### Data in this exercise
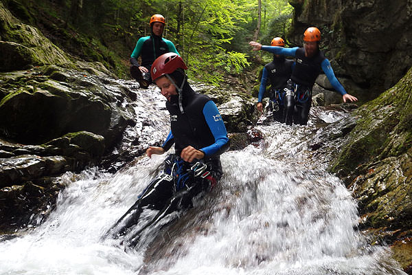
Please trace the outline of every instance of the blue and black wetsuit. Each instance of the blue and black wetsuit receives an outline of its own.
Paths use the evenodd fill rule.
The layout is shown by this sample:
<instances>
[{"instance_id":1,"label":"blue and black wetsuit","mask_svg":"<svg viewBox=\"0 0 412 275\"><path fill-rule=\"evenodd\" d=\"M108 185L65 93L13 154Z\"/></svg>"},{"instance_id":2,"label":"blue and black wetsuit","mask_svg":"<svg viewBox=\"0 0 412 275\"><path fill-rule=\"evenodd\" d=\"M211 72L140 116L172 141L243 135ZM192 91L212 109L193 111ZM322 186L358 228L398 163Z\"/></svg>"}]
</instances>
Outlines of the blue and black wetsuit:
<instances>
[{"instance_id":1,"label":"blue and black wetsuit","mask_svg":"<svg viewBox=\"0 0 412 275\"><path fill-rule=\"evenodd\" d=\"M128 245L135 245L143 230L165 215L190 207L194 197L209 190L222 177L219 155L229 148L229 139L218 108L208 96L194 91L188 83L183 90L183 113L179 109L178 96L172 96L170 102L166 102L171 131L162 147L168 151L174 144L174 153L165 160L163 173L149 184L135 205L108 232L115 236L126 234ZM198 175L197 170L192 173L194 164L180 157L181 151L187 146L205 153L201 162L196 163L204 168ZM159 212L137 232L128 235L129 228L138 223L145 208Z\"/></svg>"},{"instance_id":2,"label":"blue and black wetsuit","mask_svg":"<svg viewBox=\"0 0 412 275\"><path fill-rule=\"evenodd\" d=\"M273 118L280 122L284 122L284 89L286 86L287 81L290 78L293 67L293 60L287 60L284 56L274 56L273 60L264 66L262 74L258 102L262 102L268 80L271 83L269 98Z\"/></svg>"},{"instance_id":3,"label":"blue and black wetsuit","mask_svg":"<svg viewBox=\"0 0 412 275\"><path fill-rule=\"evenodd\" d=\"M294 94L295 108L293 120L295 124L306 124L312 103L312 89L316 78L323 70L332 86L342 96L346 94L345 88L336 78L329 60L320 50L313 56L305 56L303 47L284 48L275 46L262 46L262 50L274 54L293 56L296 58L288 89ZM286 114L286 124L292 124L290 112Z\"/></svg>"}]
</instances>

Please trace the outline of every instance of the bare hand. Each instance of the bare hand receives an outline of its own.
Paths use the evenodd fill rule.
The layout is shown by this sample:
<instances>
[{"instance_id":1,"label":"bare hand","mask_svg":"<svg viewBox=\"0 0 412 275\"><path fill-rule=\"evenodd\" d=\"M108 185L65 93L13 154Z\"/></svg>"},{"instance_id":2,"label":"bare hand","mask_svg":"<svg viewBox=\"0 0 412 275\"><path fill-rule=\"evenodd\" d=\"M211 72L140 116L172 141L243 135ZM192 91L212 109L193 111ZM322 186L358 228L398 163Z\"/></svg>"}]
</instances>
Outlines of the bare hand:
<instances>
[{"instance_id":1,"label":"bare hand","mask_svg":"<svg viewBox=\"0 0 412 275\"><path fill-rule=\"evenodd\" d=\"M258 111L260 113L263 113L263 104L262 104L262 102L258 102L256 108L258 108Z\"/></svg>"},{"instance_id":2,"label":"bare hand","mask_svg":"<svg viewBox=\"0 0 412 275\"><path fill-rule=\"evenodd\" d=\"M148 157L152 157L152 155L161 155L165 153L165 149L161 147L157 146L150 146L146 150L146 154L148 154Z\"/></svg>"},{"instance_id":3,"label":"bare hand","mask_svg":"<svg viewBox=\"0 0 412 275\"><path fill-rule=\"evenodd\" d=\"M149 70L146 67L140 66L140 67L139 67L139 69L142 73L148 73L149 72Z\"/></svg>"},{"instance_id":4,"label":"bare hand","mask_svg":"<svg viewBox=\"0 0 412 275\"><path fill-rule=\"evenodd\" d=\"M349 94L345 94L343 96L342 96L342 98L343 98L344 102L346 102L347 101L358 101L358 98L355 98L354 96L350 95Z\"/></svg>"},{"instance_id":5,"label":"bare hand","mask_svg":"<svg viewBox=\"0 0 412 275\"><path fill-rule=\"evenodd\" d=\"M195 149L191 146L188 146L182 150L182 153L181 153L181 157L183 159L185 162L192 162L194 159L203 159L205 157L205 154L202 151Z\"/></svg>"},{"instance_id":6,"label":"bare hand","mask_svg":"<svg viewBox=\"0 0 412 275\"><path fill-rule=\"evenodd\" d=\"M258 51L262 49L262 44L255 41L249 42L249 45L252 46L252 50L254 51Z\"/></svg>"}]
</instances>

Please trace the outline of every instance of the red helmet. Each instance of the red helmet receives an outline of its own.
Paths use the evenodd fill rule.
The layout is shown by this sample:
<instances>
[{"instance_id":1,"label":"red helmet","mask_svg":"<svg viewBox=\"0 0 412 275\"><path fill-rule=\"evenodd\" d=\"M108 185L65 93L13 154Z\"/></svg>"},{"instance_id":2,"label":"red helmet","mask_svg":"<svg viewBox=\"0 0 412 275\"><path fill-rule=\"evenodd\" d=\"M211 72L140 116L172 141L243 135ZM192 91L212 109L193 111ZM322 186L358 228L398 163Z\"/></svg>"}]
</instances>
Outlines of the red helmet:
<instances>
[{"instance_id":1,"label":"red helmet","mask_svg":"<svg viewBox=\"0 0 412 275\"><path fill-rule=\"evenodd\" d=\"M150 17L150 22L149 23L149 24L152 25L152 23L154 23L154 22L160 22L160 23L163 23L163 24L166 23L166 21L165 20L165 18L161 14L152 15L152 17Z\"/></svg>"},{"instance_id":2,"label":"red helmet","mask_svg":"<svg viewBox=\"0 0 412 275\"><path fill-rule=\"evenodd\" d=\"M275 37L273 39L272 39L271 46L284 47L285 41L280 37Z\"/></svg>"},{"instance_id":3,"label":"red helmet","mask_svg":"<svg viewBox=\"0 0 412 275\"><path fill-rule=\"evenodd\" d=\"M172 74L177 69L187 69L182 58L174 52L168 52L159 56L150 69L150 75L153 81L165 74Z\"/></svg>"},{"instance_id":4,"label":"red helmet","mask_svg":"<svg viewBox=\"0 0 412 275\"><path fill-rule=\"evenodd\" d=\"M308 28L304 33L304 41L307 42L320 41L321 31L317 28Z\"/></svg>"}]
</instances>

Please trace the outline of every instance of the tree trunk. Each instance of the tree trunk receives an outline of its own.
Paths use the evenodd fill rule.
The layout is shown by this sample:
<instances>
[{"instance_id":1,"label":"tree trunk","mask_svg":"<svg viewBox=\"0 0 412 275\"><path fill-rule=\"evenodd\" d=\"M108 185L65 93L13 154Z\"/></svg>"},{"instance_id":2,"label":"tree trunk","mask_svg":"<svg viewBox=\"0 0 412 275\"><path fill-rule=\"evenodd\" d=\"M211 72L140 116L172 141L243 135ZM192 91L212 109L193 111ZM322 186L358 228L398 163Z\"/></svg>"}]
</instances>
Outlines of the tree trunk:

### To do
Copy word for word the material from the line that contains "Please trace the outline of every instance of the tree" through the end of the material, including both ends.

### Expected answer
Please trace the outline of every instance of the tree trunk. Each instance of the tree trunk receives an outline of its own.
Paths use the evenodd fill rule.
The layout is shown by this sample:
<instances>
[{"instance_id":1,"label":"tree trunk","mask_svg":"<svg viewBox=\"0 0 412 275\"><path fill-rule=\"evenodd\" d=\"M108 185L65 93L13 154Z\"/></svg>"},{"instance_id":2,"label":"tree trunk","mask_svg":"<svg viewBox=\"0 0 412 275\"><path fill-rule=\"evenodd\" d=\"M211 72L140 116L172 141L243 135ZM192 91L212 109L193 111ZM322 186L358 228L398 163Z\"/></svg>"}]
</instances>
Outlines of the tree trunk:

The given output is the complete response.